#### Work request:
Restate the records in full, keeping every word as it is.

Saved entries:
******
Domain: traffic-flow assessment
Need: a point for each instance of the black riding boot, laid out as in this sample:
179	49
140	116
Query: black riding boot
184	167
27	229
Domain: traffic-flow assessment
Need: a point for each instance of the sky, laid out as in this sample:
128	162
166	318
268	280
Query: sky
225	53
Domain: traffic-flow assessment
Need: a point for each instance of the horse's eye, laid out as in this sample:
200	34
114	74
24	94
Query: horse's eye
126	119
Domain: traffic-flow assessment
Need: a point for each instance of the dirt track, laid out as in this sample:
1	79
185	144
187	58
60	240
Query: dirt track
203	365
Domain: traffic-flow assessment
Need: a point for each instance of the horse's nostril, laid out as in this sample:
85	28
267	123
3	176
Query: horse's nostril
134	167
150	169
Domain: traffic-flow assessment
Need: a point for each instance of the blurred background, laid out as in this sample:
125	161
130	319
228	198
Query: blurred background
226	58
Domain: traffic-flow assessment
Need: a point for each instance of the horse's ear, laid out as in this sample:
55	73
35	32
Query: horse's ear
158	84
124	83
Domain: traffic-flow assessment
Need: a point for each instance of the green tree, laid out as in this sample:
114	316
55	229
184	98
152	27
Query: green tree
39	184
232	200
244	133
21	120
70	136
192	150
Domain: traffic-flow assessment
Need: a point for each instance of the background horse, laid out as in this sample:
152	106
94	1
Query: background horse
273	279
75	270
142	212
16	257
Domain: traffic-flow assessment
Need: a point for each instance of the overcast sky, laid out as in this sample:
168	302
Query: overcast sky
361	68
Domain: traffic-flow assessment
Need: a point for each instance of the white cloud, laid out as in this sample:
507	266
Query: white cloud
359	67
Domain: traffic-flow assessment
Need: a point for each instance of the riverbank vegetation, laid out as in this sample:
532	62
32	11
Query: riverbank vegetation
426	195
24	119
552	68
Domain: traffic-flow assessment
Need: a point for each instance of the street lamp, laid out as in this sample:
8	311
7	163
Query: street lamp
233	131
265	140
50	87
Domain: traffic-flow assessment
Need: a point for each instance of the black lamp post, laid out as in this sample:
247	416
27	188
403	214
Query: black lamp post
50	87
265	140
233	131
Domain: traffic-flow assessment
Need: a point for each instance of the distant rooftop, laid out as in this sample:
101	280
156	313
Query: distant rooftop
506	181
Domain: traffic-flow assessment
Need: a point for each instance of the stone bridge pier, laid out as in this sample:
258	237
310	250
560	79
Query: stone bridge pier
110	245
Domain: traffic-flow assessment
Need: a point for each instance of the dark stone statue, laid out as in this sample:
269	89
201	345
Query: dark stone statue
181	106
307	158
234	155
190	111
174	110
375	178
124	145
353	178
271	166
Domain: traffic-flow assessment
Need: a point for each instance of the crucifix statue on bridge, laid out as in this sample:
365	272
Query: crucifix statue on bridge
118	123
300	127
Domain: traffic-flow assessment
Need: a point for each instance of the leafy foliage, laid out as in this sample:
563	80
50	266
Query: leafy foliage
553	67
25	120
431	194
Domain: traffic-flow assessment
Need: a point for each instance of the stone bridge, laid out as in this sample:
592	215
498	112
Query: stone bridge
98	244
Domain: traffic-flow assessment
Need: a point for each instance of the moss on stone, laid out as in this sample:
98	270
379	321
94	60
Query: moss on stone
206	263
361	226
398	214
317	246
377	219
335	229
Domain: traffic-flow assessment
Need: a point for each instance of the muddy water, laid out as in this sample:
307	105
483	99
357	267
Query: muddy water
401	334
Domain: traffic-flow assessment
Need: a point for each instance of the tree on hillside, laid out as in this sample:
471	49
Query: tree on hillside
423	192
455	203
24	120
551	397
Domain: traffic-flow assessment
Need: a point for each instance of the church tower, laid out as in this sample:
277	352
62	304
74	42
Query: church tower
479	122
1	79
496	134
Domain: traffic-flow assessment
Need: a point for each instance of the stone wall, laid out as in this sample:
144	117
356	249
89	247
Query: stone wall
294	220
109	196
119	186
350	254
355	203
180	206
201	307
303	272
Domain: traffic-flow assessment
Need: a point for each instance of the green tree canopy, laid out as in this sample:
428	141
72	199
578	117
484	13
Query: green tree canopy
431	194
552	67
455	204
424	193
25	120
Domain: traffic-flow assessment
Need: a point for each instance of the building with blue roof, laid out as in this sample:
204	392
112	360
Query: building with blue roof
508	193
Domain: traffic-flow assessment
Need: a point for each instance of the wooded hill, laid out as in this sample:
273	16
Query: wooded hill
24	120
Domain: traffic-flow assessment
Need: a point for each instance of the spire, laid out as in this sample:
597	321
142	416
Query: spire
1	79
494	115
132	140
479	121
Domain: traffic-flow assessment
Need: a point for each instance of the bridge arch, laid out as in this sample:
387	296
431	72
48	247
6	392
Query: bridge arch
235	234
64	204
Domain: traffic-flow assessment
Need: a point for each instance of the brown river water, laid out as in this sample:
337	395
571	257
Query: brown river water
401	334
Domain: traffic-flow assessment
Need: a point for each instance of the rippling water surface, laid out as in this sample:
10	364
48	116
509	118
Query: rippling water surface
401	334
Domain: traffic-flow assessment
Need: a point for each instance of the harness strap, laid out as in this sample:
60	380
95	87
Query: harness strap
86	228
******
#### Response to the exercise:
Domain: traffic-flow assessment
Need: a point for each instance of the black riding boot, laid out as in this sample:
179	49
140	116
Query: black riding boot
184	167
27	229
Domain: traffic-flow assessment
Need: a point for each instance of the sky, laid out as in this sample:
128	162
166	318
268	280
Query: sky
225	53
Domain: traffic-flow assessment
Need: a point for each instance of the horse's eye, laid out as in this sample:
200	34
114	74
24	94
Query: horse's eye
126	119
Domain: traffic-flow assessment
Need: a point for each instance of the dirt track, laid out as in this sample:
1	79
185	144
187	58
60	240
Query: dirt track
203	365
Domain: traffic-flow assessment
Need: a point for each instance of the horse's nostril, laid out as in this sample:
85	28
267	123
3	176
Query: horse's nostril
134	167
150	169
Domain: traffic-flow assessment
Need: a point for each instance of the blurred background, laid out as in this sample:
125	161
130	319
228	198
Query: blurred background
226	58
Domain: traffic-flow assessment
Need: a point for each instance of the horse's ear, laid out as in this sample:
55	73
35	32
Query: horse's ear
158	84
124	83
Domain: traffic-flow assessment
Need: a point for each instance of the green tree, laid out as in this sample:
114	316
55	229
184	98
152	27
Query: green tree
39	184
232	200
244	133
21	120
70	136
192	150
Domain: traffic-flow assessment
Need: a point for each instance of the background horse, laid out as in this sample:
152	106
94	1
Query: background horse
273	279
75	270
142	212
16	257
Domain: traffic-flow assessment
Need: a point for each instance of the overcast sky, laid out as in this sample:
168	302
Query: overcast sky
361	68
Domain: traffic-flow assessment
Need: a point for each instance of the white cloud, laid out as in this sample:
507	266
Query: white cloud
359	67
Domain: traffic-flow assessment
Need: a point for each instance of the riverbank vegetation, laid out as in this sample:
532	62
32	11
Query: riverbank vegetation
426	195
24	119
552	68
Domain: traffic-flow assessment
Need: a point for each instance of the street lamp, laid out as in this sample:
8	311
7	163
Query: street lamp
233	131
265	140
50	87
Domain: traffic-flow assessment
Need: a point for each instance of the black lamp post, laid out as in this sample:
247	416
27	188
403	214
Query: black lamp post
50	87
265	140
233	131
Domain: traffic-flow assessment
Need: a point for each instance of the distant rooftop, laid out as in this sample:
101	280
156	313
Query: distant rooftop
506	181
Domain: traffic-flow assessment
Need: a point for each instance of the stone bridge pier, laid out as in this sample:
258	237
310	250
560	79
Query: stone bridge pier
110	245
Domain: traffic-flow assessment
Need: a point for each instance of the dark stone statue, laid out as in this sample:
269	89
201	345
Query: dark stone statue
181	106
307	158
234	155
190	111
174	110
375	178
124	145
353	178
271	166
Domain: traffic-flow assessment
Need: a point for each instance of the crucifix statue on bridge, laid out as in this sample:
365	272
Query: crucifix statue on bridge
118	123
300	127
Domain: traffic-flow assessment
Need: a point for each instance of the leafy foliage, laid out as in this sample:
563	80
50	266
Query: leafy foliage
553	67
25	120
431	194
Domain: traffic-flow assessment
Need: a point for each instance of the stone bridge, laid out as in this sample:
592	215
498	112
Query: stone bridge
98	244
Domain: traffic-flow assessment
Need: a point for each instance of the moss on stone, laid out as in this sample:
98	270
379	321
94	60
Query: moss on stone
206	263
361	226
398	214
317	246
377	219
335	229
Domain: traffic-flow assessment
Need: a point for each instance of the muddy water, laid out as in this sample:
307	105
483	99
357	267
Query: muddy water
401	334
Domain: traffic-flow assessment
Need: a point for each instance of the tree on hillside, laid out as in this sample:
471	49
Query: tree on hillside
423	192
455	203
24	120
551	397
Domain: traffic-flow assessment
Need: a point for each instance of the church tower, laid out as in this sample:
277	352
62	304
74	42
Query: church tower
479	122
1	79
496	134
Domain: traffic-flow assessment
Need: a point for each instance of the stone wall, laid out as in this sample:
144	117
356	249
89	247
Query: stone wall
294	220
109	196
119	186
350	254
355	203
180	206
201	307
303	272
Domain: traffic-flow assessment
Need: a point for each instance of the green tree canopy, laid out as in this sample:
428	141
72	199
578	117
484	13
Query: green tree canopy
431	194
552	67
455	204
424	193
25	120
Domain: traffic-flow assessment
Need: a point for each instance of the building with blue roof, laid out as in this sample:
204	392
112	360
Query: building with blue roof
508	193
Domain: traffic-flow assessment
Need: a point for each instance of the wooded hill, laid out as in this sample:
273	16
Query: wooded hill
24	120
Domain: traffic-flow assessment
Need: a point for each instance of the spire, laid out as in this sample:
597	321
142	416
Query: spire
1	79
494	115
132	140
479	121
Domain: traffic-flow assessment
Need: a point for each instance of the bridge arch, laid out as in this sample:
387	296
431	72
48	247
6	392
Query: bridge arch
235	234
64	204
Domain: traffic-flow assessment
Need: a point for each instance of the brown river water, laid out as in this sample:
337	395
571	257
Query: brown river water
401	334
Domain: traffic-flow assessment
Need: a point for each instance of the rippling water surface, laid out as in this sample:
10	364
48	116
509	118
Query: rippling water surface
401	334
Domain: traffic-flow assessment
Need: a point for each instance of the harness strap, laid out as in this sample:
60	380
95	87
Query: harness strap
86	228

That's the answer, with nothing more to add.